* Task instructions *
Word for word, reproduce the data that follows.

#### Provided data ####

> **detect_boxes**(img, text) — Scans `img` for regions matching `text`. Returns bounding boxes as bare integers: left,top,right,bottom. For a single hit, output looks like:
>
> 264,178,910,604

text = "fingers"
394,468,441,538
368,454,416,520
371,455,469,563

####

* Written response *
> **detect_boxes**(img, text) — Scans `img` for regions matching `text`. Returns bounding boxes as bare integers: left,top,right,bottom. For a single hit, output looks like:
>
> 264,178,910,604

text = "fingers"
394,468,441,538
368,454,416,520
371,455,469,563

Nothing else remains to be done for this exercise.